(PROVIDED PASSAGE)
Overview of how developing applications differs for Active-Active databases from standalone Redis databases.
| Redis Enterprise Software | Redis Cloud |
|---|
Developing geo-distributed, multi-master applications can be difficult. Application developers may have to understand a large number of race conditions between updates to various sites, network, and cluster failures that could reorder the events and change the outcome of the updates performed across geo-distributed writes.
Active-Active databases (formerly known as CRDB) are geo-distributed databases that span multiple Redis Enterprise Software (RS) clusters. Active-Active databases depend on multi-master replication (MMR) and Conflict-free Replicated Data Types (CRDTs) to power a simple development experience for geo-distributed applications. Active-Active databases allow developers to use existing Redis data types and commands, but understand the developers intent and automatically handle conflicting concurrent writes to the same key across multiple geographies. For example, developers can simply use the INCR or INCRBY method in Redis in all instances of the geo-distributed application, and Active-Active databases handle the additive nature of INCR to reflect the correct final value. The following example displays a sequence of events over time : t1 to t9. This Active-Active database has two member Active-Active databases : member CRDB1 and member CRDB2. The local operations executing in each member Active-Active database is listed under the member Active-Active database name. The "Sync" even represent the moment where synchronization catches up to distribute all local member Active-Active database updates to other participating clusters and other member Active-Active databases.

(WHAT YOU NEED TO DO)
Answer these from the Active-Active databases overview:
(a) What were Active-Active databases formerly known as?
(b) Which two technologies do Active-Active databases depend on?
(c) What are the names of the two member databases in the example?

(STORED ROWS)
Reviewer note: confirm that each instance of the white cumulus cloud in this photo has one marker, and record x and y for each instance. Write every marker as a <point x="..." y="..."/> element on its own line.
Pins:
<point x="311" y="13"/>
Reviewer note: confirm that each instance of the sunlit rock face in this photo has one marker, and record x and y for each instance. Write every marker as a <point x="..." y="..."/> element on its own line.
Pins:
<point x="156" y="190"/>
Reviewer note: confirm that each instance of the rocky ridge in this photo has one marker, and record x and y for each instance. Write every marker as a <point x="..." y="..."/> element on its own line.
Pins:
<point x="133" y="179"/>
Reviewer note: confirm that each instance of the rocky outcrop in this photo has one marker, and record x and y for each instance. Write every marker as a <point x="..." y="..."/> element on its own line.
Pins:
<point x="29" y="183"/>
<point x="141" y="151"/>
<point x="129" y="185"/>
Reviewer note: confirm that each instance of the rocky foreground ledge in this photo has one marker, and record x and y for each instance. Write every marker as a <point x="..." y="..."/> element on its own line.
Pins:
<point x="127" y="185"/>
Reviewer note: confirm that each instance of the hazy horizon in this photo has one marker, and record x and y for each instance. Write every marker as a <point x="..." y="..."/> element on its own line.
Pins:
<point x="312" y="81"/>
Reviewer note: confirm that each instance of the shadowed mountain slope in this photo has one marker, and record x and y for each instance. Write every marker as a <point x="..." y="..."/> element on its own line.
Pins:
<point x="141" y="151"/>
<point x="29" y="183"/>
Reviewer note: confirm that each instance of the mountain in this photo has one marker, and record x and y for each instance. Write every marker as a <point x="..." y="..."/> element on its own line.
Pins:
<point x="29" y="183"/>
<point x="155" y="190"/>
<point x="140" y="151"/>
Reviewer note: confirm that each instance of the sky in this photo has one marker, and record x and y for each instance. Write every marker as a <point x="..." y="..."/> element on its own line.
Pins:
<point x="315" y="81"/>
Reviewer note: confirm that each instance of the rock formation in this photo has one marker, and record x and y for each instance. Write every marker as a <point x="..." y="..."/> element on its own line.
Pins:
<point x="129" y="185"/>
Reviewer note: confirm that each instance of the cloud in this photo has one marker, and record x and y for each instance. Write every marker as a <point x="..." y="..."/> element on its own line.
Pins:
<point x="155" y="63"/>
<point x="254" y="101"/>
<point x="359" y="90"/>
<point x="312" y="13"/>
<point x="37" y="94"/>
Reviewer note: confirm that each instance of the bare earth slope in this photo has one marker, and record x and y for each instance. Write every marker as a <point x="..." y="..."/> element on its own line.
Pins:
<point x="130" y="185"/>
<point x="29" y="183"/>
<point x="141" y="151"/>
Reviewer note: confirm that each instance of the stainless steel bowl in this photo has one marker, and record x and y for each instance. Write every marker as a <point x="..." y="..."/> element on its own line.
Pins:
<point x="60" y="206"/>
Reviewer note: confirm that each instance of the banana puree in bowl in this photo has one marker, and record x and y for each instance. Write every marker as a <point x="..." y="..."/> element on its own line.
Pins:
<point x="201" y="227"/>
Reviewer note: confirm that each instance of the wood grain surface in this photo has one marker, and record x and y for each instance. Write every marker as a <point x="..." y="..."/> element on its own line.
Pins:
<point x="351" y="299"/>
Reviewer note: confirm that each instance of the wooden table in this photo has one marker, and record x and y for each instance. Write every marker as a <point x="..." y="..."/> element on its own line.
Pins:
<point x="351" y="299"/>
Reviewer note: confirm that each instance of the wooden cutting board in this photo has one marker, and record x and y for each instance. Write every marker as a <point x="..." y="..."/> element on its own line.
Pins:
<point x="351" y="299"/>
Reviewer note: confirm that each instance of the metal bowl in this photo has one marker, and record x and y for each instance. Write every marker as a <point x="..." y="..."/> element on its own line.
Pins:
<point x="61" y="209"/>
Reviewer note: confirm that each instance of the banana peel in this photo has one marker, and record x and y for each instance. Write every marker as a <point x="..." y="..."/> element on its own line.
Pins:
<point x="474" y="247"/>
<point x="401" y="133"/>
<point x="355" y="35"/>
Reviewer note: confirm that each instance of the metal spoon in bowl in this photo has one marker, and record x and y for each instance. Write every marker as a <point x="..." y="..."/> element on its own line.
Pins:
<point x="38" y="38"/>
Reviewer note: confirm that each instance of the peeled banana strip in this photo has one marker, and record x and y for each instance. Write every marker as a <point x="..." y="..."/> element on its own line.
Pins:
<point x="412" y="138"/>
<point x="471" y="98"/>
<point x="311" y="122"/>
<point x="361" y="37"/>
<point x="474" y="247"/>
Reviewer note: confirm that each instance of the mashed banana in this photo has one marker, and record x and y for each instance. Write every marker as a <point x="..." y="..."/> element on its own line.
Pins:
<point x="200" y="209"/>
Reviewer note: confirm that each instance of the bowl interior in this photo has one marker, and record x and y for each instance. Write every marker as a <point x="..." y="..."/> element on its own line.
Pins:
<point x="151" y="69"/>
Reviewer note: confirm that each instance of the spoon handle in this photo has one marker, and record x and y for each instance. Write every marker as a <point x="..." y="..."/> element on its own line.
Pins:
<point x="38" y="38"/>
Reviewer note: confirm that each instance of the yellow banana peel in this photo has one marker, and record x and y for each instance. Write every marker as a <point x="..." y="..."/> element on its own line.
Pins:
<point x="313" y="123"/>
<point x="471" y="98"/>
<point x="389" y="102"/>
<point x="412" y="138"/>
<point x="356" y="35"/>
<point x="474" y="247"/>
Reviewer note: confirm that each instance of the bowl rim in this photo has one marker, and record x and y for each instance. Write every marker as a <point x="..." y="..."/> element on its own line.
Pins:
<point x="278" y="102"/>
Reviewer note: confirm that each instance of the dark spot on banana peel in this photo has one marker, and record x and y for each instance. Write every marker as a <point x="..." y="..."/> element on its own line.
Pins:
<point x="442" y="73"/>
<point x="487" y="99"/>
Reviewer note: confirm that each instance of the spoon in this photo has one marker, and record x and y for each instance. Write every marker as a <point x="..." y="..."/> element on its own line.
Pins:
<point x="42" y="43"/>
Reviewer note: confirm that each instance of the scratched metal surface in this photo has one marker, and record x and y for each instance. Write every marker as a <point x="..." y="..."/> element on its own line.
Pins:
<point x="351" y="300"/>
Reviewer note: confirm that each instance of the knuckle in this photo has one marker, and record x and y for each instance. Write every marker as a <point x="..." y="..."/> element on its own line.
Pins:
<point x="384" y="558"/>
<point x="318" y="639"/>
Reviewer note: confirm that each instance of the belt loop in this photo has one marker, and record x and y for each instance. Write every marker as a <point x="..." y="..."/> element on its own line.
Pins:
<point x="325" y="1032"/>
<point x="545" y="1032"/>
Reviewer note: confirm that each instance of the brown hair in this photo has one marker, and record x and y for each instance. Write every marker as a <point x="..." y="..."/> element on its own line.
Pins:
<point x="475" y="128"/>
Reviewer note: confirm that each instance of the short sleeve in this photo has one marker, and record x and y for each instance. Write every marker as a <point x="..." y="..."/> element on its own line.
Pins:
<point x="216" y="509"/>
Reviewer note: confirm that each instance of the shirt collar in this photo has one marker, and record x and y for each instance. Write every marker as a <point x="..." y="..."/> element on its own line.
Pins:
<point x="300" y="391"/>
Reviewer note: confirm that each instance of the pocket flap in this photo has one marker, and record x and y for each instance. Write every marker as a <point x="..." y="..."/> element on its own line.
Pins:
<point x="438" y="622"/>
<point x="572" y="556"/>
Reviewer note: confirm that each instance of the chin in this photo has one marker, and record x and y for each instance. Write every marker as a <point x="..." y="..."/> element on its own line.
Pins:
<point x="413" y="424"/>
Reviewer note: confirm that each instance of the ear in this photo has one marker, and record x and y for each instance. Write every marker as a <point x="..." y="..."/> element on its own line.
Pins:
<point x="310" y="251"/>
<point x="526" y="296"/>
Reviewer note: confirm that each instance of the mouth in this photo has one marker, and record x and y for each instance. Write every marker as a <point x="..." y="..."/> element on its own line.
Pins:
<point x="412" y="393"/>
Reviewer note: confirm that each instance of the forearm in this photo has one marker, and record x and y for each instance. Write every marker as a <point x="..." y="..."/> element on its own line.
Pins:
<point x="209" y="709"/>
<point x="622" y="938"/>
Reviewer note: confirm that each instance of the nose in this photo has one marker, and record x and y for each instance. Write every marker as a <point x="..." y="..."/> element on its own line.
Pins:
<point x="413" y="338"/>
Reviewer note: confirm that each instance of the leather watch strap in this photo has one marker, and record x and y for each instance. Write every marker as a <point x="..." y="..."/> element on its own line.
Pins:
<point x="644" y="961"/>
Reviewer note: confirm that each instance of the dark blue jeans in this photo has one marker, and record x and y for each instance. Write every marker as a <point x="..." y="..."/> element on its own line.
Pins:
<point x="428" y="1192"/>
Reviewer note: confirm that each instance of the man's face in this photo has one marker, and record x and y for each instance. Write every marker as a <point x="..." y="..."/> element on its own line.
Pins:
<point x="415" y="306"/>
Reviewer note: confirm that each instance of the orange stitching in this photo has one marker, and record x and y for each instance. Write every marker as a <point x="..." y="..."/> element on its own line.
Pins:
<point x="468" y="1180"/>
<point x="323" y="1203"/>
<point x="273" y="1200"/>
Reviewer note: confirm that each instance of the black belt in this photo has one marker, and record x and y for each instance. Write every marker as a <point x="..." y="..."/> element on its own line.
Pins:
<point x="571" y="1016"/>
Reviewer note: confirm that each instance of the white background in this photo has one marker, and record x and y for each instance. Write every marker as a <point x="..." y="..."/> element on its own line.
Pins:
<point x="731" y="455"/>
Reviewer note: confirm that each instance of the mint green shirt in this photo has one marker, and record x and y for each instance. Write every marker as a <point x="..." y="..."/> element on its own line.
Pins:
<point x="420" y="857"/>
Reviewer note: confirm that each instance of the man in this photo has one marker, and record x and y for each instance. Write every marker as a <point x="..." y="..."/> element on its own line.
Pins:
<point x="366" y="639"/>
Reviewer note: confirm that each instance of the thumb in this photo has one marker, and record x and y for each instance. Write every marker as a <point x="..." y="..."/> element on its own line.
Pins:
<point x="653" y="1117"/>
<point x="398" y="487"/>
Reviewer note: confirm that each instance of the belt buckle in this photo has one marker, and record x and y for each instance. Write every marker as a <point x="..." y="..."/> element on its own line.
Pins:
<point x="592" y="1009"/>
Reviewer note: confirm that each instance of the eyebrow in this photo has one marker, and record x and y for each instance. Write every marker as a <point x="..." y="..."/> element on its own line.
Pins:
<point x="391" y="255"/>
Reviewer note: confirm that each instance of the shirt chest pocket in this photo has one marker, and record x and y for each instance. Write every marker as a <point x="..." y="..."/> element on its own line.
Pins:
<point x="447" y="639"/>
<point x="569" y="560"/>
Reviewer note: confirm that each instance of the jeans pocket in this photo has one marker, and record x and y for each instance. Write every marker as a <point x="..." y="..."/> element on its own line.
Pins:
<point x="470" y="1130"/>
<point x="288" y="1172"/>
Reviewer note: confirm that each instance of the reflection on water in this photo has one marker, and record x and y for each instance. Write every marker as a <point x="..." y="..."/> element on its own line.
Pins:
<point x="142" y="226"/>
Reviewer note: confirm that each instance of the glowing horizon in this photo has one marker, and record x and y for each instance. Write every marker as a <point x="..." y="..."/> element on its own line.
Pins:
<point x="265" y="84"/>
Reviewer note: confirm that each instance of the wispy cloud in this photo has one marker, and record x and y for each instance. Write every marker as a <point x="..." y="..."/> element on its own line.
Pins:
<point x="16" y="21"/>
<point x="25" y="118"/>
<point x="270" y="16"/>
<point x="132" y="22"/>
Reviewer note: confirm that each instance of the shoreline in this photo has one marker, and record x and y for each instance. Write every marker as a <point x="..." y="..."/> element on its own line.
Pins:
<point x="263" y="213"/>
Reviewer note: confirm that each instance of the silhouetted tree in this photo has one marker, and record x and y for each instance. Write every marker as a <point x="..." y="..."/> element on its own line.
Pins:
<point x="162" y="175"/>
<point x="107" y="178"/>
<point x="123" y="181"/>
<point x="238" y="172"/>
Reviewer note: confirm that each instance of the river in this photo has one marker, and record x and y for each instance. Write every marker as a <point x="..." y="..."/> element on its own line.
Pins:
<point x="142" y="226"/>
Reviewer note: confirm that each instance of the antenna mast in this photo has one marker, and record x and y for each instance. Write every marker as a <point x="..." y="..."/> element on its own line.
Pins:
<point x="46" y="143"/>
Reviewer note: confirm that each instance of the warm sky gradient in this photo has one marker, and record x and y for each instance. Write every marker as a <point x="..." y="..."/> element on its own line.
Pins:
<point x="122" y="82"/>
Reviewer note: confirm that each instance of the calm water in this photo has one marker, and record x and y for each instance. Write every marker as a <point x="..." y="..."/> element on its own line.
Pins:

(THE SOLUTION)
(a) CRDB
(b) Multi-master replication (MMR) and Conflict-free Replicated Data Types (CRDTs)
(c) CRDB1 and CRDB2